Tarefa escrita 1: Redigite na íntegra o trecho sobre dona Maria Teixeira, sem mudar nada.

Trecho:
****
Do alto de seus 80 anos, dona Maria Teixeira conserva no sorriso tímido a alegria e o senso de humor ao relembrar junto ao neto Lucinei os divertidos causos da mocidade. Filha do seu Arvilino e da dona Cândida – ou Cãida (em memória), cresceu em Ibiraquera em um tempo que na rua só passava carro de boi e aranha (charrete de quatro lugares) e a luz vinha do fogo nas latas de querosene. “Mas era um tempo muito bom”, recorda. A família vivia da pesca e da roça de mandioca. Para vender o peixe e o camarão, dona Maria ia de aranha puxada pelo cavalo até o centro de Imbituba, nas portas da antiga cerâmica às 11h, quando os funcionários saíam do trabalho. “O dinheiro tinha mais valor”, conta.

Dona Maria tinha nas mãos a destreza de fazer linha de Tucum, desfiando a fibra da folha da palmeira tal e qual os índios dessa região ensinaram. O trabalho não era nada fácil: primeiro tinha que desfiar a folha madura, tirando um cabelinho fino da planta. Levava uma semana para encher um balaio – entre causos e adivinhações – e no fim da empreitada, os dedos ficavam verdes como a própria planta. Dali, ia torcendo os fios para deixar num só, mais resistente. “Aí já ia mais de mês”, lembra. Por último, o novelo ia sendo aos poucos passado para a roda de madeira com a ajuda do fuso, emendando os fios uns nos outros e criando o novelo de tucum que faria tarrafas e redes para trazer o sustento da família. Os chumbos eram costurados com areão. Depois de pronta a tarrafa, era aconselhado lavá-la na tintura de aroeira para que ficasse mais resistente, durando uns 4 ou 5 anos de uso.
****
Linhas fornecidas:
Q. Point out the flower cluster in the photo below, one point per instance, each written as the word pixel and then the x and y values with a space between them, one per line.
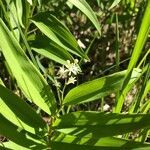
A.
pixel 69 70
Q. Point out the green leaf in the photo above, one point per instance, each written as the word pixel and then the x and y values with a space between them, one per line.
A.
pixel 87 10
pixel 57 32
pixel 139 45
pixel 28 77
pixel 95 124
pixel 18 112
pixel 19 10
pixel 20 137
pixel 97 88
pixel 13 146
pixel 64 141
pixel 30 2
pixel 50 49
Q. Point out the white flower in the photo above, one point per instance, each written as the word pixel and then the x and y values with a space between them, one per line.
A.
pixel 71 80
pixel 73 67
pixel 62 73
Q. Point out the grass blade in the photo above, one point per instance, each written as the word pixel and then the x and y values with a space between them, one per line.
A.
pixel 39 92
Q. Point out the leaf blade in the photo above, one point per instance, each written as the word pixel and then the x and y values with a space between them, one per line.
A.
pixel 25 72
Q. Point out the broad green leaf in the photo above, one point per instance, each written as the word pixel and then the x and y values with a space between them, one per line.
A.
pixel 21 137
pixel 30 2
pixel 18 112
pixel 28 77
pixel 57 32
pixel 95 124
pixel 97 88
pixel 19 8
pixel 50 49
pixel 13 146
pixel 116 2
pixel 87 10
pixel 14 23
pixel 139 45
pixel 64 141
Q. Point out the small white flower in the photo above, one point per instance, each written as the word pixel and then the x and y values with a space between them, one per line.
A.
pixel 62 73
pixel 71 80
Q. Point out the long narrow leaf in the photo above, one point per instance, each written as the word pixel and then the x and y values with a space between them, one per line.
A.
pixel 87 10
pixel 141 39
pixel 95 124
pixel 64 141
pixel 97 88
pixel 18 136
pixel 28 77
pixel 18 112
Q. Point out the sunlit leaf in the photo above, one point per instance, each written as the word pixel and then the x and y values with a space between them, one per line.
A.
pixel 28 77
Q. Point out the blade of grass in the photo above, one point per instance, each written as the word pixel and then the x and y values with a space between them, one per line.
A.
pixel 141 39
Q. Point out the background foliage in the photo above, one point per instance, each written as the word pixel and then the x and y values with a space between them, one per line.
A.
pixel 74 74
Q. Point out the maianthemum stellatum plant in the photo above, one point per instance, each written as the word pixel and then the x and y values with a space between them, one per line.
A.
pixel 24 125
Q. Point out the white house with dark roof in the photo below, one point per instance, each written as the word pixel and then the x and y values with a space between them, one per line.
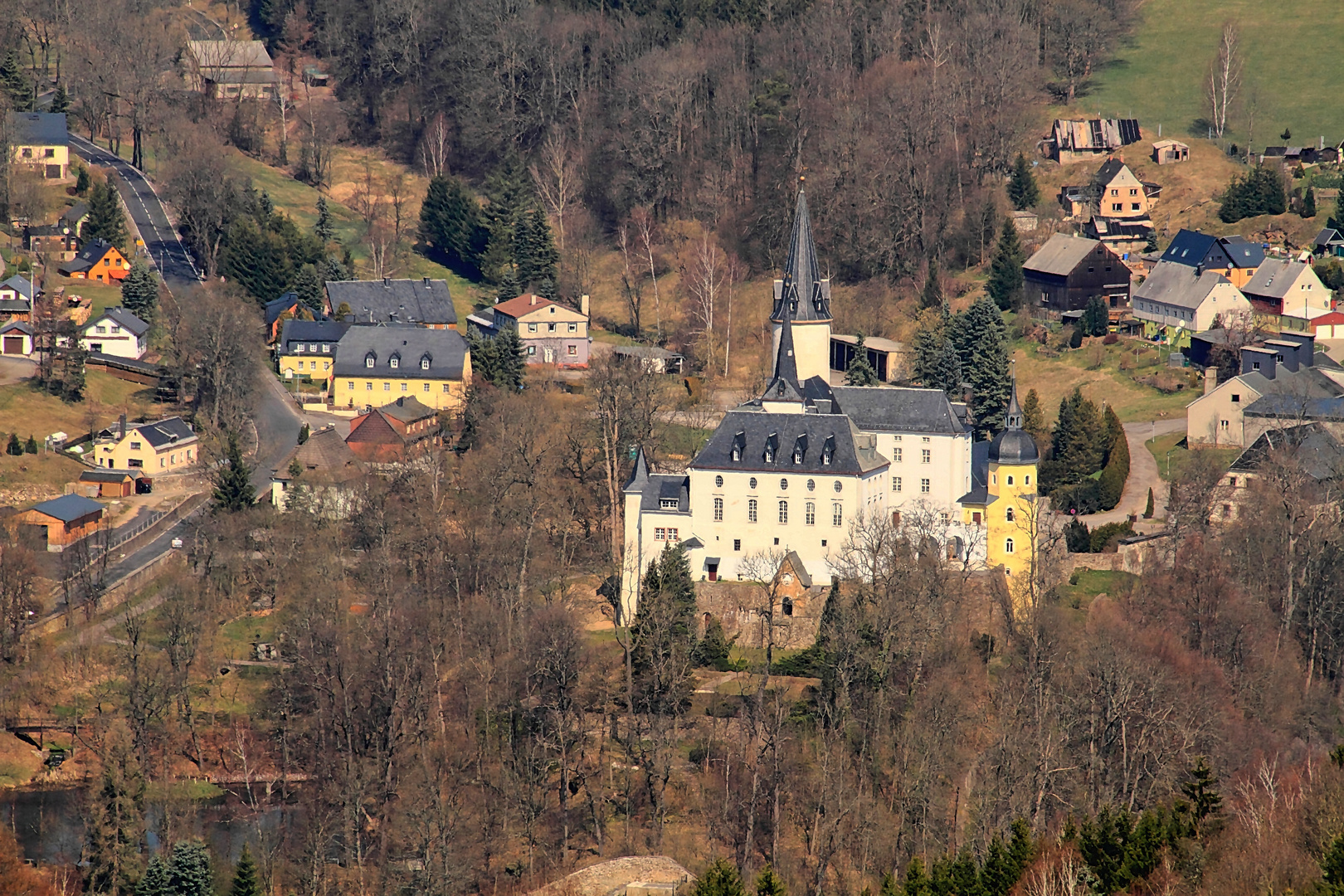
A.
pixel 116 332
pixel 801 466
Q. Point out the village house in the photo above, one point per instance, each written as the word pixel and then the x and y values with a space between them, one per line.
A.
pixel 388 434
pixel 1233 257
pixel 1068 271
pixel 99 261
pixel 425 303
pixel 793 470
pixel 230 69
pixel 1283 288
pixel 552 334
pixel 62 520
pixel 1089 139
pixel 1281 382
pixel 1166 152
pixel 17 299
pixel 116 332
pixel 17 338
pixel 163 446
pixel 39 140
pixel 378 364
pixel 307 349
pixel 1176 301
pixel 324 470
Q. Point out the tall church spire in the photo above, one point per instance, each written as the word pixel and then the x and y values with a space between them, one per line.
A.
pixel 802 290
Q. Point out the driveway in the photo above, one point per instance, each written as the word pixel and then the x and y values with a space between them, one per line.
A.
pixel 15 368
pixel 1142 475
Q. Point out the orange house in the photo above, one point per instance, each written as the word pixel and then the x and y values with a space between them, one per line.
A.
pixel 100 261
****
Tarefa escrita 2: Disponha em CSV de duas colunas, "pedido" e "resposta", somente as linhas fornecidas desde a que contém "Q. Point out the green" até a que contém "pixel 39 92", incluindo as duas. Faça uma entrada por pedido, com o texto dele e a sua resposta, cada um num único campo entre aspas e com as quebras de linha trocadas por espaços.

Resposta 1:
Do alto de seus 80 anos, dona Maria Teixeira conserva no sorriso tímido a alegria e o senso de humor ao relembrar junto ao neto Lucinei os divertidos causos da mocidade. Filha do seu Arvilino e da dona Cândida – ou Cãida (em memória), cresceu em Ibiraquera em um tempo que na rua só passava carro de boi e aranha (charrete de quatro lugares) e a luz vinha do fogo nas latas de querosene. “Mas era um tempo muito bom”, recorda. A família vivia da pesca e da roça de mandioca. Para vender o peixe e o camarão, dona Maria ia de aranha puxada pelo cavalo até o centro de Imbituba, nas portas da antiga cerâmica às 11h, quando os funcionários saíam do trabalho. “O dinheiro tinha mais valor”, conta.

Dona Maria tinha nas mãos a destreza de fazer linha de Tucum, desfiando a fibra da folha da palmeira tal e qual os índios dessa região ensinaram. O trabalho não era nada fácil: primeiro tinha que desfiar a folha madura, tirando um cabelinho fino da planta. Levava uma semana para encher um balaio – entre causos e adivinhações – e no fim da empreitada, os dedos ficavam verdes como a própria planta. Dali, ia torcendo os fios para deixar num só, mais resistente. “Aí já ia mais de mês”, lembra. Por último, o novelo ia sendo aos poucos passado para a roda de madeira com a ajuda do fuso, emendando os fios uns nos outros e criando o novelo de tucum que faria tarrafas e redes para trazer o sustento da família. Os chumbos eram costurados com areão. Depois de pronta a tarrafa, era aconselhado lavá-la na tintura de aroeira para que ficasse mais resistente, durando uns 4 ou 5 anos de uso.

Resposta 2:
pedido,resposta
"Q. Point out the green leaf in the photo above, one point per instance, each written as the word pixel and then the x and y values with a space between them, one per line. A.","pixel 87 10 pixel 57 32 pixel 139 45 pixel 28 77 pixel 95 124 pixel 18 112 pixel 19 10 pixel 20 137 pixel 97 88 pixel 13 146 pixel 64 141 pixel 30 2 pixel 50 49"
"Q. Point out the white flower in the photo above, one point per instance, each written as the word pixel and then the x and y values with a space between them, one per line. A.","pixel 71 80 pixel 73 67 pixel 62 73"
"Q. Point out the grass blade in the photo above, one point per instance, each written as the word pixel and then the x and y values with a space between them, one per line. A.","pixel 39 92"